-- ЧТО НУЖНО СДЕЛАТЬ --
Продолжите статью о фильмах-победителях Венецианского кинофестиваля, начав сразу после её последнего предложения.
━━━━━ ВЫБРАННЫЙ ОТРЫВОК
Отзвуки Молодости. Из Венеции с любовью
Поскольку в прошлом материале Венеции места не нашлось, я решил компенсировать это, посвятив ее победителям отдельную статью. На минувшей «Молодости» показали сразу несколько важных картин со старейшего из мировых киносмотров – «Голубь сидел на ветке, размышляя о бытии» Роя Андерссона, «Издалека» Лоренсо Вигаса и «Аномализу» Чарли Кауфмана.
Голубь сидел на ветке, размышляя о бытии
Триумфаторов Венецианского кинофестиваля в последние несколько лет объединяет характерная особенность: их формальные приемы при всей своей изобретательности направлены на дешифровку авторского высказывания. В этом смысле победитель 2014 года “Голубь…” отлично рифмуется со своим предшественником, “Священной Римской кольцевой” Джанфранко Рози, которая, производя обманчивое впечатление отвлеченного созерцания, незаметно набрасывала четкий образ окраин Рима, далеких от великой красоты, но приближенных к красоте естественного бытия. Оба фильма дробят повествование на мелкие новеллы, на первый взгляд между собой практически не связанные, и если для документалистики этот прием в числе традиционных, то в игровом кино он каждый раз как бы немного в новинку — сколь бы раз ни был использован прежде.
Рой Андерссон не сводит судьбы героев воедино, как подсказывает напрашивающийся формалистский прием. Для режиссера все они уже находятся в одной точке, или, если угодно, в одинаковых условиях. Каждому персонажу приходится жить и умирать в мире, которому Андерссон придает исключительно субъективные черты: для многочисленных героев одинаково современны и XVIII век, и 1942 год, и наши дни. Ни одна эпоха на экране не озарена неким величественным ореолом исторической значимости — впрочем, ему не нашлось бы места в любой истории, написанной саркастичным режиссерским почерком. Уравняв в правах временные и смысловые сегменты, Андерссон подводит под эклектику повествования общий знаменатель. Это, в свою очередь, делает историю похожей на сумбурный сон, повторяющиеся элементы которого (например, жуткая маска коммивояжеров, “новинка, в которую они верят”) лишь усиливают ощущение эфемерности происходящего.
Выстроив таким образом драматургию фильма, режиссер справляется с непростой задачей — формирует четкую кульминацию произведения, собранного из новелл.. Таковой становится кошмарный сон чувствительного коммивояжера, в котором людей загоняют в громадный медный валик, перфорированный трубами (на иллюстрации), и разжигают под ним огонь. Вследствие попыток несчастных убраться подальше от раскаленного металла валик мерно вращается, а их крики вырываются вовне низким печальным гулом — неудивительно, что и без того чуткий продавец развлечений просыпается перепуганным до смерти и все повторяет экзистенциальный вопрос «Правильно ли использовать людей ради собственного удовольствия?», сравнимый по эффекту со знаменитым рефреном “Время разрушит все”. Неудивительно, что в финальной новелле другой персонаж все не может сообразить, какой же нынче день — так и фильм оставляет зрителя растерянным, как бы очнувшимся от гипноза и немного недоумевающим, было ли шуткой то, над чем он смеялся еще полчаса назад. А нежное курлыканье голубя, то и дело раздающееся в кадре, словно напоминает: шутки шутками, но мы тут собрались, чтобы хорошенько поразмыслить о бытии. Пусть даже сидя на ветке.
━━━━━━━━━━
━━━━━ ИСХОДНЫЕ ДАННЫЕ
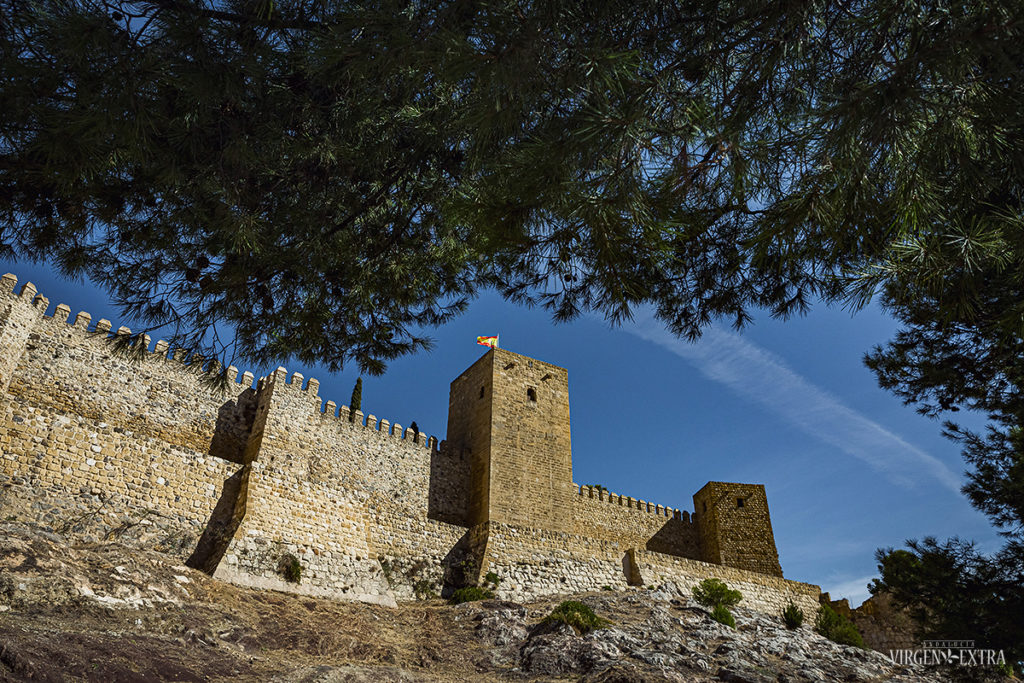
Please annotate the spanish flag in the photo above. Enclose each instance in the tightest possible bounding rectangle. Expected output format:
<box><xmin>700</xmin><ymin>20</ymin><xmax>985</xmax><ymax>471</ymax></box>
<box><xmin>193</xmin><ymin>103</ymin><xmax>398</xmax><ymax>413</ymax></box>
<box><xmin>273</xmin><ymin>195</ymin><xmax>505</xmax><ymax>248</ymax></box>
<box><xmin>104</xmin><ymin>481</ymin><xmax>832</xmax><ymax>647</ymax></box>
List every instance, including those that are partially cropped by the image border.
<box><xmin>476</xmin><ymin>335</ymin><xmax>498</xmax><ymax>348</ymax></box>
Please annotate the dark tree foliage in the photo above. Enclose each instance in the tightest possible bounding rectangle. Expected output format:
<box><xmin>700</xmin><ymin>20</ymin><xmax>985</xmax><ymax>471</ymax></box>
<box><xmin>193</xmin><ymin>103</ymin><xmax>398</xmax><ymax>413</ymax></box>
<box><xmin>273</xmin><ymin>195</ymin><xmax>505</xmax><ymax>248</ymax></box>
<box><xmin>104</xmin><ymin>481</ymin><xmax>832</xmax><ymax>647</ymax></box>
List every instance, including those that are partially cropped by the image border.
<box><xmin>870</xmin><ymin>538</ymin><xmax>1024</xmax><ymax>680</ymax></box>
<box><xmin>0</xmin><ymin>0</ymin><xmax>1024</xmax><ymax>373</ymax></box>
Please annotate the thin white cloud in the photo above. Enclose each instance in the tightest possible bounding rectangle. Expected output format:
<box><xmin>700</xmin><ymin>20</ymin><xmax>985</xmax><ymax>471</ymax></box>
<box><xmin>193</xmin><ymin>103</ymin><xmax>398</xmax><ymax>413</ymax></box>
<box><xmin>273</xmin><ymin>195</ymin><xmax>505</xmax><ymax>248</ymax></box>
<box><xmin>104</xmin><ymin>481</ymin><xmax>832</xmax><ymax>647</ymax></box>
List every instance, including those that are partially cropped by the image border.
<box><xmin>821</xmin><ymin>574</ymin><xmax>874</xmax><ymax>607</ymax></box>
<box><xmin>623</xmin><ymin>311</ymin><xmax>961</xmax><ymax>494</ymax></box>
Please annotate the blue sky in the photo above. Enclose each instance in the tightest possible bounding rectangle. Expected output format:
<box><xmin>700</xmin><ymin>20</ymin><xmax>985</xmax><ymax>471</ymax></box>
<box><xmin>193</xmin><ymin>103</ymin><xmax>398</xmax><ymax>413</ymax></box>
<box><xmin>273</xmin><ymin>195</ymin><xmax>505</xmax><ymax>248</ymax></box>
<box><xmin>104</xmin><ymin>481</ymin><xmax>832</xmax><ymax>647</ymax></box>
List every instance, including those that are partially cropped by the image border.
<box><xmin>0</xmin><ymin>263</ymin><xmax>998</xmax><ymax>604</ymax></box>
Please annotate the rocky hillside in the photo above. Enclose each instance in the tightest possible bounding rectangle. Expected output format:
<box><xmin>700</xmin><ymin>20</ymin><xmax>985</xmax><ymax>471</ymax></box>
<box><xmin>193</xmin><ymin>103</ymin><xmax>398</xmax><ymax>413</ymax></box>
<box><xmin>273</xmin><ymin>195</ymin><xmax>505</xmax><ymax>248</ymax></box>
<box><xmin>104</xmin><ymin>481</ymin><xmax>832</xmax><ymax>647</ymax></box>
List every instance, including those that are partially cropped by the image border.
<box><xmin>0</xmin><ymin>521</ymin><xmax>932</xmax><ymax>683</ymax></box>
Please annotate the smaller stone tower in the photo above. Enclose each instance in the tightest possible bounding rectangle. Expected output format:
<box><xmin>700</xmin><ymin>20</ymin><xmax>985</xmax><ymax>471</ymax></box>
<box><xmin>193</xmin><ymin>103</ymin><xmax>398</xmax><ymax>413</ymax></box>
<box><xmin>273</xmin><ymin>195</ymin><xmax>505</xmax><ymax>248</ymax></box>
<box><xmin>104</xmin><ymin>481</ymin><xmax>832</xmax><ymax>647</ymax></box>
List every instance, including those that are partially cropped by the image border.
<box><xmin>447</xmin><ymin>348</ymin><xmax>573</xmax><ymax>531</ymax></box>
<box><xmin>693</xmin><ymin>481</ymin><xmax>782</xmax><ymax>577</ymax></box>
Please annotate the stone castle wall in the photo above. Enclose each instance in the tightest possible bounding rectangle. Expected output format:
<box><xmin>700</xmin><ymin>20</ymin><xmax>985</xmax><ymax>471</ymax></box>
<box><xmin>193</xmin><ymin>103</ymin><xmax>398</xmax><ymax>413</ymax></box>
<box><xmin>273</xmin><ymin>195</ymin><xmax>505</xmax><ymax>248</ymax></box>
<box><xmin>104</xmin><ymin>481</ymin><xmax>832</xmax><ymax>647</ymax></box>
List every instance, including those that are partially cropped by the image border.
<box><xmin>572</xmin><ymin>486</ymin><xmax>701</xmax><ymax>559</ymax></box>
<box><xmin>0</xmin><ymin>276</ymin><xmax>819</xmax><ymax>618</ymax></box>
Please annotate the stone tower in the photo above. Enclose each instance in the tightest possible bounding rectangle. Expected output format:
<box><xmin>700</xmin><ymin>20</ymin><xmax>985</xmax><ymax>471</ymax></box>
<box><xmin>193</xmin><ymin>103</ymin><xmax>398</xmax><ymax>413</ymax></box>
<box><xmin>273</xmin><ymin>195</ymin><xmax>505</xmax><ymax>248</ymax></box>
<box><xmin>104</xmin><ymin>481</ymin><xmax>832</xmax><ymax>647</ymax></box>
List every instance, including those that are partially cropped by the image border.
<box><xmin>447</xmin><ymin>348</ymin><xmax>573</xmax><ymax>531</ymax></box>
<box><xmin>693</xmin><ymin>481</ymin><xmax>782</xmax><ymax>577</ymax></box>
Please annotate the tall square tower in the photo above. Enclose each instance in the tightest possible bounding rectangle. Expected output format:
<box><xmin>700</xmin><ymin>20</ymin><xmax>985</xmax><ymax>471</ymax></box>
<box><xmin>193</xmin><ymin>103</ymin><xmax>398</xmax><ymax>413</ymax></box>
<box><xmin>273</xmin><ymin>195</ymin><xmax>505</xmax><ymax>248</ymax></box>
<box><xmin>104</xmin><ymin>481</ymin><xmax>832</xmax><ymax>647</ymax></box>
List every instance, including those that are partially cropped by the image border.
<box><xmin>447</xmin><ymin>348</ymin><xmax>572</xmax><ymax>531</ymax></box>
<box><xmin>693</xmin><ymin>481</ymin><xmax>782</xmax><ymax>577</ymax></box>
━━━━━━━━━━
-- РЕЗУЛЬТАТ --
Издалека
Если “Голубь” завоевал Венецию в прошлом году, то в этом Золотой лев отошел немногословной и аскетичной драме венесуэльца Лоренсо Вигаса. “Издалека” празднует холодную победу интровертного интеллекта над эмоциональным накалом, который нередко правит балом в кино Южной Америки. Название фильма очерчивает широкий спектр проблематики, подразумевая не столько болезненное пристрастие главного героя к наблюдению издали обнаженной мужской натуры, сколько разобщенность и даже некую брезгливость к ближнему в целом. Для Армандо, одержимого диковинной вариацией вуайеризма и пораженного сокуровским “скорбным бесчувствием”, решающим фактором, который подталкивает его к предательству, становится не убийство Эльдером его отца, а навязанная близость. То, что сперва кажется разновидностью гомоэротизма, с раскрытием характера начинает куда больше походить на пограничную форму асексуальности, густо замешанной на отвращении к тактильным контактам.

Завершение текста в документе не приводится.